**WHAT YOU ARE ASKED TO DO:**
Pull out each line in the listing below that contains the word "american".

**TASK INPUT:**
↓
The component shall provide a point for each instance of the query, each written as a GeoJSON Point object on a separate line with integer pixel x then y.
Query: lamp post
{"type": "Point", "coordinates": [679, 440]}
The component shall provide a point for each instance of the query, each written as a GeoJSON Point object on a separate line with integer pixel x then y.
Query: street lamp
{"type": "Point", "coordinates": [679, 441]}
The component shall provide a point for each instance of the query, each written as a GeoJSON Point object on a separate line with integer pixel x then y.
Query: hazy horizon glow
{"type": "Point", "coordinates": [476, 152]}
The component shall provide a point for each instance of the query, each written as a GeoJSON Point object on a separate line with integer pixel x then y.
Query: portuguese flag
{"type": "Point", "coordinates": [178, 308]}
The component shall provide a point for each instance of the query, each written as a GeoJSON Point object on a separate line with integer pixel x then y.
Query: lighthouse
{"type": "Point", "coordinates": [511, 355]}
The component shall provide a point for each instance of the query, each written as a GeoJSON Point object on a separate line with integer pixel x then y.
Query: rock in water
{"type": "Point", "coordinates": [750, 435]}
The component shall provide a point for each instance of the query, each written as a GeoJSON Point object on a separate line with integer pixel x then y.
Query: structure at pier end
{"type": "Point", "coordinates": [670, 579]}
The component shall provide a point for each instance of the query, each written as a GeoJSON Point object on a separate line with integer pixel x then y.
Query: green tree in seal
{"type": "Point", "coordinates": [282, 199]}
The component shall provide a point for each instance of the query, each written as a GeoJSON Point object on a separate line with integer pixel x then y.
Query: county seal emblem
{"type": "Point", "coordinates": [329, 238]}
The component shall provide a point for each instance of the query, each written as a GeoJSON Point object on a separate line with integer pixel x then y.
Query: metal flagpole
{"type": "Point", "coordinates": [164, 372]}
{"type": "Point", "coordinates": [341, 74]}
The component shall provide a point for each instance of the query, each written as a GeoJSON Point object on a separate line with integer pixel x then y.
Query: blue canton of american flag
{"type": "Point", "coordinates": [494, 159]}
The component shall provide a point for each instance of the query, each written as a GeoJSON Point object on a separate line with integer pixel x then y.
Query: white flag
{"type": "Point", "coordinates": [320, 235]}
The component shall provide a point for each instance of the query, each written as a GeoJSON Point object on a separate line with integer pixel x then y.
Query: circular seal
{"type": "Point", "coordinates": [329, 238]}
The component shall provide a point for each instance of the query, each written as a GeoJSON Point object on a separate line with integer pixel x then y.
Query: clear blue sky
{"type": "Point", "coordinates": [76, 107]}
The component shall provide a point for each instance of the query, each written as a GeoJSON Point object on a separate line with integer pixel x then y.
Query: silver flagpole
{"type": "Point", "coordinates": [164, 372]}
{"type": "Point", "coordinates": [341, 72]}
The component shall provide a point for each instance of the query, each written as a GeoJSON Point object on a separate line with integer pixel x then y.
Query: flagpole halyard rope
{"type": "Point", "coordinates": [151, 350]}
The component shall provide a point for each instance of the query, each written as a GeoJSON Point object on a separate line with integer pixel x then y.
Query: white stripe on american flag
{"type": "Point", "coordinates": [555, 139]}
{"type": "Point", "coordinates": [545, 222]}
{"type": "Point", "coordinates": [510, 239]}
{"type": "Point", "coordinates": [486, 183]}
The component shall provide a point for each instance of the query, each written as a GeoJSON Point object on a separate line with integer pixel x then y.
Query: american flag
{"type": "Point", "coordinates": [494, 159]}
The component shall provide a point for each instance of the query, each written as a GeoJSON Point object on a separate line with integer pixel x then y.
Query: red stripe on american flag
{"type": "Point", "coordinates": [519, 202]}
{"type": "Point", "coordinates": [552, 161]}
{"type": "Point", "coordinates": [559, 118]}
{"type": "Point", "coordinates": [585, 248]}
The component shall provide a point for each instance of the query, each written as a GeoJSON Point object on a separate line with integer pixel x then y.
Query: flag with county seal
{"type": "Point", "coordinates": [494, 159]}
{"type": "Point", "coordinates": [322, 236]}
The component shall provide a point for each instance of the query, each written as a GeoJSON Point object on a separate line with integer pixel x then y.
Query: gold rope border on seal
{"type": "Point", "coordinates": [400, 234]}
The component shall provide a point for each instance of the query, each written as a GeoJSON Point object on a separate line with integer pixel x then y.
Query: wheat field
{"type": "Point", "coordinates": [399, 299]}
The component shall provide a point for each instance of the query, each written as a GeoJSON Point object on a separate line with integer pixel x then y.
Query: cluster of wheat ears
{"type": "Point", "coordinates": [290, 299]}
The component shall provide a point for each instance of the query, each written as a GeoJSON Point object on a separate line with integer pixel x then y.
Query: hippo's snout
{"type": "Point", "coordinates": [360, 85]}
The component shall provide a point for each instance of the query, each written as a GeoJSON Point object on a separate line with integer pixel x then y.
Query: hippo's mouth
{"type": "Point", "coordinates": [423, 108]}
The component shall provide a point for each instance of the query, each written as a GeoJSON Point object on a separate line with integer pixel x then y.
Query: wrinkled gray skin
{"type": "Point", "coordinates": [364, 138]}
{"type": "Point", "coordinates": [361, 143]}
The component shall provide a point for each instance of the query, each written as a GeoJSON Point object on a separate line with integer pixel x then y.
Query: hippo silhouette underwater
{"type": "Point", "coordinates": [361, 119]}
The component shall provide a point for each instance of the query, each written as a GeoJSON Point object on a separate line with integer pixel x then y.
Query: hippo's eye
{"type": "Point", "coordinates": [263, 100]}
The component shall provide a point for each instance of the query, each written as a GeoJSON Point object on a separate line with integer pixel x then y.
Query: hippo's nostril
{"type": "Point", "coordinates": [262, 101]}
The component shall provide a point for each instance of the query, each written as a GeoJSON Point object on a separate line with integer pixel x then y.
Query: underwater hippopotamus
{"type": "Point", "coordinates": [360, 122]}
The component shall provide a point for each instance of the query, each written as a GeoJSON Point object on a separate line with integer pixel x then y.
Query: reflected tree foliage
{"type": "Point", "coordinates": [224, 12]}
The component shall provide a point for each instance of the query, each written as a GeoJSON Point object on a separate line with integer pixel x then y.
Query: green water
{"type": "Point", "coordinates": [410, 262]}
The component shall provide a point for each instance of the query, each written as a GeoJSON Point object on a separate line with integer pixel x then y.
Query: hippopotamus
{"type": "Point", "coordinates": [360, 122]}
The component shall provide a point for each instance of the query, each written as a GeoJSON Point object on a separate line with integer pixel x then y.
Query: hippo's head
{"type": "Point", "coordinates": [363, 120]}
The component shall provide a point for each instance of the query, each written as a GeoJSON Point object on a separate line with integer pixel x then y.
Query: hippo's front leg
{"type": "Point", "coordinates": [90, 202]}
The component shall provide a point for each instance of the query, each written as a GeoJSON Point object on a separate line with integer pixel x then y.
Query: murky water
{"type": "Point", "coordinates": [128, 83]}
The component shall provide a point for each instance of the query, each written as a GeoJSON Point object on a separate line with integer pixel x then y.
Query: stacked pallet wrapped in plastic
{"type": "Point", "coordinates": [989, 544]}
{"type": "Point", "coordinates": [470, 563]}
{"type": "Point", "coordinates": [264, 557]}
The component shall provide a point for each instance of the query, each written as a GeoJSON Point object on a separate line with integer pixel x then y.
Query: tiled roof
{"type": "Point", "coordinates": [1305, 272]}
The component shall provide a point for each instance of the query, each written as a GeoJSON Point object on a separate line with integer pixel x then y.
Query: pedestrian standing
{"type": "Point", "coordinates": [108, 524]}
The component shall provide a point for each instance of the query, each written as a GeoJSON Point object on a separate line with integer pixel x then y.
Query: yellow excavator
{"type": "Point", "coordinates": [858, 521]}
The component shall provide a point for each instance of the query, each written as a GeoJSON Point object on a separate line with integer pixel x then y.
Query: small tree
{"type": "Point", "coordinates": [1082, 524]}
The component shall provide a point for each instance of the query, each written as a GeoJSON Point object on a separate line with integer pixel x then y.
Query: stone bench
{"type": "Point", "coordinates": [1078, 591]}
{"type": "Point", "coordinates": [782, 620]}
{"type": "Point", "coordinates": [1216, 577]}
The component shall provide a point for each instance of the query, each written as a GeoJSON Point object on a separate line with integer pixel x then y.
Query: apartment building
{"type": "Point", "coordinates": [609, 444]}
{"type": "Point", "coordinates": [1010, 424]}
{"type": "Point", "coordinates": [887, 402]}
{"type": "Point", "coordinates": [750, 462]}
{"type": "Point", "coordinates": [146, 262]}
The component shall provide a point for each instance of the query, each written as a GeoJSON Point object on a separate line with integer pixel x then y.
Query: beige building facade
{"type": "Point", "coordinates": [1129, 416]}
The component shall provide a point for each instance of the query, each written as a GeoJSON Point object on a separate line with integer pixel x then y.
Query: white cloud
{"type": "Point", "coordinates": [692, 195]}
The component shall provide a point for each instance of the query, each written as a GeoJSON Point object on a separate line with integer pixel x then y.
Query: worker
↑
**OUTPUT BELOW:**
Query: blue canton of american flag
Query: white stripe on american flag
Query: american flag
Query: red stripe on american flag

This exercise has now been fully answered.